• _Short task a_: From the biography of Jon Miller below, list every person it names other than Miller himself.

- Born: 14 July 1921 Southend-on-Sea, Essex, England
- Died: 30 July 2008 (aged 87) Helston, Cornwall, England
- Occupation: Television presenter
- Known for: How

= Jon Miller (TV presenter) =

British television presenter (1921–2008)

Jon Miller (born John Miller, 14 July 1921 – 30 July 2008) was a British television presenter who was best known for his appearances on the educational children's television science programme How between 1966 and 1981 with Jack Hargreaves, Bunty James and Fred Dinenage.

==Early life==
Miller was born in Southend-on-Sea, Essex in 1921. His mother, Edie, was a concert pianist, his father, Jack, was a shopkeeper and Yehudi Menuhin, the violinist, was a cousin. Miller's upbringing on the English South coast began a life-long interest in marine life.

==Career==
Miller attended Bedales School and studied photography at the Reimann School in London between 1939 and 1941. In World War II he served in the RAF as an aerial photographer. In 1947 he volunteered for reconstruction work on the Yugoslav Youth Railway. He then worked for his father's retail business, and travelled abroad extensively as a specimen collector for the Zoological Society of London.

• _Input data_:
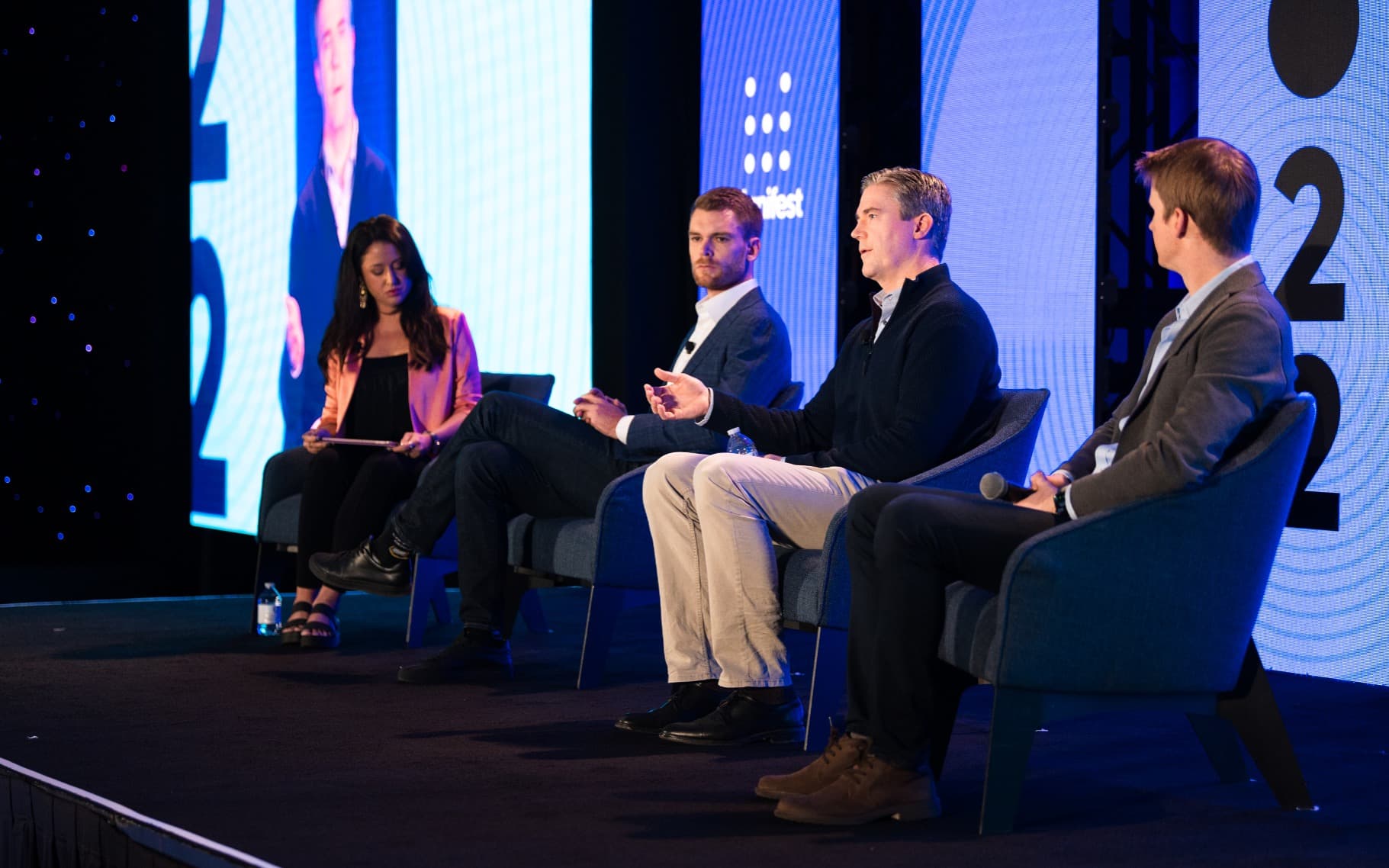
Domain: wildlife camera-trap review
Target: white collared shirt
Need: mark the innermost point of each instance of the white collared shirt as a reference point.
(886, 302)
(707, 311)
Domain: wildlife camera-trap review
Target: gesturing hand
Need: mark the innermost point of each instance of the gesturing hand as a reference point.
(681, 396)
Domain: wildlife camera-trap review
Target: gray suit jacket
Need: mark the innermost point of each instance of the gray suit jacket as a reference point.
(746, 355)
(1228, 364)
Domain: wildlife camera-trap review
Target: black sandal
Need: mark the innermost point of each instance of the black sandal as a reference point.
(321, 642)
(289, 632)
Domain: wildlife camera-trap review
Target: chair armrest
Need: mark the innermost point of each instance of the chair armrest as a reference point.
(284, 477)
(1108, 603)
(835, 561)
(624, 538)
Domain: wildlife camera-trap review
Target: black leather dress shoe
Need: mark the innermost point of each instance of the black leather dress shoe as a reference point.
(741, 720)
(474, 656)
(359, 570)
(690, 702)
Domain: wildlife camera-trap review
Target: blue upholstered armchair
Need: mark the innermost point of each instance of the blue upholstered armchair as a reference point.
(282, 484)
(815, 582)
(1146, 606)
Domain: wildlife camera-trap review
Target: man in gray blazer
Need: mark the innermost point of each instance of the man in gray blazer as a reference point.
(514, 456)
(1217, 363)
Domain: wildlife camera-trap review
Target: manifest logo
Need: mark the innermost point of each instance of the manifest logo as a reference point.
(764, 133)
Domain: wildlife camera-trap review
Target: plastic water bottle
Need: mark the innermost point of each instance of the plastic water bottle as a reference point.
(741, 443)
(267, 612)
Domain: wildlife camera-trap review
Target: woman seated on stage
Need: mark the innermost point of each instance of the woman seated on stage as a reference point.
(397, 368)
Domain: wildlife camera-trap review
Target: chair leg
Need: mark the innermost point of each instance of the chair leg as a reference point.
(439, 602)
(1221, 746)
(605, 606)
(1016, 719)
(827, 685)
(950, 686)
(1253, 712)
(260, 553)
(519, 600)
(426, 588)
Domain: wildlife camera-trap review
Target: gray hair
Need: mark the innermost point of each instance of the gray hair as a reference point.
(917, 192)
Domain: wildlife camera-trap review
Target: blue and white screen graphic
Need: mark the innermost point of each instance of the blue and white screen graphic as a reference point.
(770, 125)
(1008, 95)
(471, 123)
(1302, 88)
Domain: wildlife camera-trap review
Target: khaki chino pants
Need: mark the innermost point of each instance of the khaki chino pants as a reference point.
(714, 519)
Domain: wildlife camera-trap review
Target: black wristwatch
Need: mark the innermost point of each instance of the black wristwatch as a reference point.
(1059, 503)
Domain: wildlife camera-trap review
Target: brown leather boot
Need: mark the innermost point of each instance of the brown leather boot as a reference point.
(841, 754)
(869, 790)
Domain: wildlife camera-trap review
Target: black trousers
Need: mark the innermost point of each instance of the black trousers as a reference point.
(348, 495)
(905, 546)
(510, 456)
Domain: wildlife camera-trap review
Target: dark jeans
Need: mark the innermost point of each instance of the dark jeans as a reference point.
(510, 456)
(348, 495)
(905, 546)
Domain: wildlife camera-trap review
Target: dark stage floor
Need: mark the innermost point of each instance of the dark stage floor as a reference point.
(321, 759)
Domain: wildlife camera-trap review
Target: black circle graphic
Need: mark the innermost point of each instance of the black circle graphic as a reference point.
(1311, 42)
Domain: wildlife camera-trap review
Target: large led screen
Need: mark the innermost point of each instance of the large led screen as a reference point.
(1008, 101)
(468, 120)
(770, 125)
(1302, 88)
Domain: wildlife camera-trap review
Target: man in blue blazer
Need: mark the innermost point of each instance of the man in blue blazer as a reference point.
(516, 456)
(1217, 363)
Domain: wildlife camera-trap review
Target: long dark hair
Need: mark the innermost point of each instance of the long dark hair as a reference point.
(352, 325)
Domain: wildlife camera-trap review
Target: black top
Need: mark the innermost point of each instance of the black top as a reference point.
(380, 407)
(923, 394)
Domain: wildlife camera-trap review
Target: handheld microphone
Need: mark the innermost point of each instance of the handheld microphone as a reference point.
(993, 487)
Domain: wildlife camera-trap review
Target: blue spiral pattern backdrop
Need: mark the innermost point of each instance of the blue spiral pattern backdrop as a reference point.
(1008, 120)
(1326, 609)
(770, 125)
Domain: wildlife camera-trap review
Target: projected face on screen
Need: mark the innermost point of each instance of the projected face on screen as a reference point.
(336, 59)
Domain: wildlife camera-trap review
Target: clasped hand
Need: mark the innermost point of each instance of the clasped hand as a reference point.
(1043, 492)
(600, 411)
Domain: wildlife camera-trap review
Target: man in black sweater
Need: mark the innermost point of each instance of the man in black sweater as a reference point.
(915, 385)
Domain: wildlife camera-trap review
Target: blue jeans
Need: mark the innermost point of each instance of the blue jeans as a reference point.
(510, 456)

• _Short task b_: Return every line of the listing above that contains the word "gesturing". Case counts.

• _Written response a_:
- Jack Hargreaves
- Bunty James
- Fred Dinenage
- Edie (his mother)
- Jack (his father)
- Yehudi Menuhin

• _Written response b_:
Target: gesturing hand
Need: mark the innermost point of each instance of the gesturing hand as a reference point.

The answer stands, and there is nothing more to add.